Data for review
▼
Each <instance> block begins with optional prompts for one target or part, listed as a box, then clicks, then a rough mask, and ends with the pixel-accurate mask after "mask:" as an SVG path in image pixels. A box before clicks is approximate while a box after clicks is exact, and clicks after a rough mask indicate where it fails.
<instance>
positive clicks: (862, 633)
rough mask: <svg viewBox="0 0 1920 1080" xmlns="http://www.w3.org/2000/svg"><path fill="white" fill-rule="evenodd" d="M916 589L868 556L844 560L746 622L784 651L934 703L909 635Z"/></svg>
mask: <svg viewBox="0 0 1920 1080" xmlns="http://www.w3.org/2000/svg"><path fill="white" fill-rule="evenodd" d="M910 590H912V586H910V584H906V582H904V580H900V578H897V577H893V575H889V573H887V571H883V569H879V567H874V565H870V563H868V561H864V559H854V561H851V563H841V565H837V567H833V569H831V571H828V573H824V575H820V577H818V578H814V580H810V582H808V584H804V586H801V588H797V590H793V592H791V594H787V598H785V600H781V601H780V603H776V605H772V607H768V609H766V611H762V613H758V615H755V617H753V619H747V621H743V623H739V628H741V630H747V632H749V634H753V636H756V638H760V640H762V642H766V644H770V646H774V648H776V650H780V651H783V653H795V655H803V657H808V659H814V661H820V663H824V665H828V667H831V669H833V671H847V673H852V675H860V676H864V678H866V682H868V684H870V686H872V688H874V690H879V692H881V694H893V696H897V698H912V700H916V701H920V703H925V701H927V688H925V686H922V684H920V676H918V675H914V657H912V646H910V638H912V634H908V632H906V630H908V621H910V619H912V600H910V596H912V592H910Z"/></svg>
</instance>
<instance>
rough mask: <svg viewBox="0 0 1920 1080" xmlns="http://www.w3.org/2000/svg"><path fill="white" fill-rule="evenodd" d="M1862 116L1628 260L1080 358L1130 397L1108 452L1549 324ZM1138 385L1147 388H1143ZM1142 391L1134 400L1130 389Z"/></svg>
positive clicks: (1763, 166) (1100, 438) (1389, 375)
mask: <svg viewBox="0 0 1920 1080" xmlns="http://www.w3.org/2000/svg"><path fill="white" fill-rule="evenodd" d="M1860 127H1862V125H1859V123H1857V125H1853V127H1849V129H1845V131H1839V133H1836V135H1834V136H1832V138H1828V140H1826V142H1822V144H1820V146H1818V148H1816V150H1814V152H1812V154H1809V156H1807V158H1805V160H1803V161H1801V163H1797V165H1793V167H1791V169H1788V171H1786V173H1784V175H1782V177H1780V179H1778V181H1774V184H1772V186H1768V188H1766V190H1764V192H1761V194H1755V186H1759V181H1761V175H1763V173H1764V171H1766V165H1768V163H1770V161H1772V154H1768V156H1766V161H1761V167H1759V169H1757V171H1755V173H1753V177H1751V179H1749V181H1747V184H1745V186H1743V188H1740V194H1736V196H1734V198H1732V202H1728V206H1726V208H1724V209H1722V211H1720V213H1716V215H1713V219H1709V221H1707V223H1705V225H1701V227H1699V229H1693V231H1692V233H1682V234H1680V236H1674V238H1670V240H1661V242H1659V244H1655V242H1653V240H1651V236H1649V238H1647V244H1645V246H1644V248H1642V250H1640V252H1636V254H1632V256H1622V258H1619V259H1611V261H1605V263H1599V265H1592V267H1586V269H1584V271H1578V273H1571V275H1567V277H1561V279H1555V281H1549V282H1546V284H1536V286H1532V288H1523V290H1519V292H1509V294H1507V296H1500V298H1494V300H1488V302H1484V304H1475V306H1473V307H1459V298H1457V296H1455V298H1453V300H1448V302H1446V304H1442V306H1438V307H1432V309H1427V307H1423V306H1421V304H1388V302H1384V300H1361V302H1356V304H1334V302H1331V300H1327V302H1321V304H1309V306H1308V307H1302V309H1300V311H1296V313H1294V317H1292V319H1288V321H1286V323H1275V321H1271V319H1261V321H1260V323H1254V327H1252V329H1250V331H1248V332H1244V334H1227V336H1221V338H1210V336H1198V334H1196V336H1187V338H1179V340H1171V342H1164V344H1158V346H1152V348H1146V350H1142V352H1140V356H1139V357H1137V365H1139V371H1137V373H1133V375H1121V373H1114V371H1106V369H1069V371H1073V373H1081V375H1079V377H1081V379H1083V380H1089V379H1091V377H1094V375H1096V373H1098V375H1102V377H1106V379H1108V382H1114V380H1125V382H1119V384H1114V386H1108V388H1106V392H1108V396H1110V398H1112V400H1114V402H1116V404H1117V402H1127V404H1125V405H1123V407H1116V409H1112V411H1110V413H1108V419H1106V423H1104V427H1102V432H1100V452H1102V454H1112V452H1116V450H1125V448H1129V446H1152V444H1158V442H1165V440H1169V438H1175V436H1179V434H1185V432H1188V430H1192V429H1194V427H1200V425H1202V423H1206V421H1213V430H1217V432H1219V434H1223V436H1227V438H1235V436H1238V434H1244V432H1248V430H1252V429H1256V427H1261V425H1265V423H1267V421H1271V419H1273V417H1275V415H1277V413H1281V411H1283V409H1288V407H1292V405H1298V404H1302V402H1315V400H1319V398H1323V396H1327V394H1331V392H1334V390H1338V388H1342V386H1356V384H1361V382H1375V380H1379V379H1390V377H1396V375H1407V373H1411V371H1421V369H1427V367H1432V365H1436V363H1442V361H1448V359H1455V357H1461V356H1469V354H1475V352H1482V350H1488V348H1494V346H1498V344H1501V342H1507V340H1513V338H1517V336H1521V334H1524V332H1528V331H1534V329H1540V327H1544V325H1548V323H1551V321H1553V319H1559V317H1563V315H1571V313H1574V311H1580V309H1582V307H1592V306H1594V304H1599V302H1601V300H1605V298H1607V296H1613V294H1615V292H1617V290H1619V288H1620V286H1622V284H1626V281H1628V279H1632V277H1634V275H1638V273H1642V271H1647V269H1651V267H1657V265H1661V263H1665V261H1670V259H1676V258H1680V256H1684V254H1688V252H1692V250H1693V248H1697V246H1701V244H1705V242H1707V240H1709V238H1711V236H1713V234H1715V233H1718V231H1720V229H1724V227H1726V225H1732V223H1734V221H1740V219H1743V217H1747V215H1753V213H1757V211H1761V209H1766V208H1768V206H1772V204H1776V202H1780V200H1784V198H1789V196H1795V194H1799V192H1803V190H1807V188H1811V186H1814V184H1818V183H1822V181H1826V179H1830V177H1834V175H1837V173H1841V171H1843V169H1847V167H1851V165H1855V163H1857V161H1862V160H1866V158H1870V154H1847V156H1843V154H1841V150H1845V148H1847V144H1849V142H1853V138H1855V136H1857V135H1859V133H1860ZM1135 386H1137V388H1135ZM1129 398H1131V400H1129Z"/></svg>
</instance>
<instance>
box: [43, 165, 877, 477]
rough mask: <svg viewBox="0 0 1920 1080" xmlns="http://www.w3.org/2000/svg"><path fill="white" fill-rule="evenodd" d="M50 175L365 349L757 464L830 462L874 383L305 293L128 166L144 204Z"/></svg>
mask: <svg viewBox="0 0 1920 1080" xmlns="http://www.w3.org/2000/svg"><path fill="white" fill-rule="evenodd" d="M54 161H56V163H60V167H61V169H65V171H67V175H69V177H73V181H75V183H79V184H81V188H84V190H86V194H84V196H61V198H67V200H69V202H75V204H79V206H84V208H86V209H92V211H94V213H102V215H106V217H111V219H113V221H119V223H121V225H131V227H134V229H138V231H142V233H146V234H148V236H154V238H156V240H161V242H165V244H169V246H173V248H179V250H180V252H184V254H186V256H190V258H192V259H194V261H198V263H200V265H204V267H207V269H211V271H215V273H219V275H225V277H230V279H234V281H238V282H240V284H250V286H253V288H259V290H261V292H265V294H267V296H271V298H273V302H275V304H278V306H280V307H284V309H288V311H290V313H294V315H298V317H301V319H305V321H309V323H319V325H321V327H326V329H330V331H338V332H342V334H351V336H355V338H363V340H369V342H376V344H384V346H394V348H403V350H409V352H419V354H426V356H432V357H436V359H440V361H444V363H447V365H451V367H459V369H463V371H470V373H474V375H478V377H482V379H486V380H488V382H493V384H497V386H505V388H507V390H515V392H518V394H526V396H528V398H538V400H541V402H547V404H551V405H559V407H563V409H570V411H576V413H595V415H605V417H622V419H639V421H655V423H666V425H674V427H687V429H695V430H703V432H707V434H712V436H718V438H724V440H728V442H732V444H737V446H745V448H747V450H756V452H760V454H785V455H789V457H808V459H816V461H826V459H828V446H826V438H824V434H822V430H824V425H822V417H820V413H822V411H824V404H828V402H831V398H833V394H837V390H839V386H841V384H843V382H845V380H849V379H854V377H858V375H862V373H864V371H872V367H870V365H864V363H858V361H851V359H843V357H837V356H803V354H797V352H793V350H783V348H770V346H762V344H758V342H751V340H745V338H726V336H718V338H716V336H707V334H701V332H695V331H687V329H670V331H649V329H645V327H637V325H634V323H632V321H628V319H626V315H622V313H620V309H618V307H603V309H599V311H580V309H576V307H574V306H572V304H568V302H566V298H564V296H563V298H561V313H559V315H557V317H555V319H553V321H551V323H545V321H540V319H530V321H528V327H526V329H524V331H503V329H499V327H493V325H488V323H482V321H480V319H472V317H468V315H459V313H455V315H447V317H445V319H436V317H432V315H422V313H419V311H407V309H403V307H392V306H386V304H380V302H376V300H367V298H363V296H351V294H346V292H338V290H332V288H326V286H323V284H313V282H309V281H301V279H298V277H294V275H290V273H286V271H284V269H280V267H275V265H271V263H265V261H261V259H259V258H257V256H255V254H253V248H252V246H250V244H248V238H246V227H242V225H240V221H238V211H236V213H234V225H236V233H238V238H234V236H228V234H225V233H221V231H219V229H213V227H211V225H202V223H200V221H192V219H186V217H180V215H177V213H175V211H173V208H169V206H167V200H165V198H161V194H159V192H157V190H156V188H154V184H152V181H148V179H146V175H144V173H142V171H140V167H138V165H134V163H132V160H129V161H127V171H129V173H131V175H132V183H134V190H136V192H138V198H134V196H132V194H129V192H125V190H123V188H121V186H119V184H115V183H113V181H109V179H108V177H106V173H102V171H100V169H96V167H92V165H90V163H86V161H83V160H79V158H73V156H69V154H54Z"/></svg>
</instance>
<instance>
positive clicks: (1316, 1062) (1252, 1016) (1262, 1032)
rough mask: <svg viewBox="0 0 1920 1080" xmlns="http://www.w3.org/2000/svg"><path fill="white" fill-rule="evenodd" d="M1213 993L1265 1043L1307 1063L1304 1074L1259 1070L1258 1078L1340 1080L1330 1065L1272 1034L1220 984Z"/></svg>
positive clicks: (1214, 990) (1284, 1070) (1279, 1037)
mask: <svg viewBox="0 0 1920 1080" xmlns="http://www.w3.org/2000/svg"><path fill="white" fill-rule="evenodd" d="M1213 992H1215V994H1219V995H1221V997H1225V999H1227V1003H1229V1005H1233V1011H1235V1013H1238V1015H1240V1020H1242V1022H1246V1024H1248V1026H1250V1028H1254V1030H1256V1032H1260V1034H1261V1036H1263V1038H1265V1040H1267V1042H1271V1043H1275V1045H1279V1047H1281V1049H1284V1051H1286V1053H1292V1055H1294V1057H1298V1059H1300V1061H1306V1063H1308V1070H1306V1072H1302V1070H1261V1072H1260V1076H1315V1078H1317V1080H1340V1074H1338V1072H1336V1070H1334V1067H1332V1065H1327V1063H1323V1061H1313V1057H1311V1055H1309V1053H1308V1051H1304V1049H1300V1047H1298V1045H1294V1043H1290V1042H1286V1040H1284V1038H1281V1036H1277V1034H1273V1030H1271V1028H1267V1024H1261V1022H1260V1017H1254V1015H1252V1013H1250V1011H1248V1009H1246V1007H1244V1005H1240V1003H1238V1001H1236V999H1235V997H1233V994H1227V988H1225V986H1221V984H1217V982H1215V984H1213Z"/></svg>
▲
Work to complete
Output the data exactly, from the first line through the line that holds "positive clicks: (862, 633)", so that no later line appears.

Result of the task
Each <instance> block begins with optional prompts for one target or part, listed as a box, then clicks, then a rough mask, and ends with the pixel-accurate mask after "mask:" as an SVG path in image pixels. A box before clicks is approximate while a box after clicks is exact, and clicks after a rough mask indicate where it fails.
<instance>
positive clicks: (862, 633)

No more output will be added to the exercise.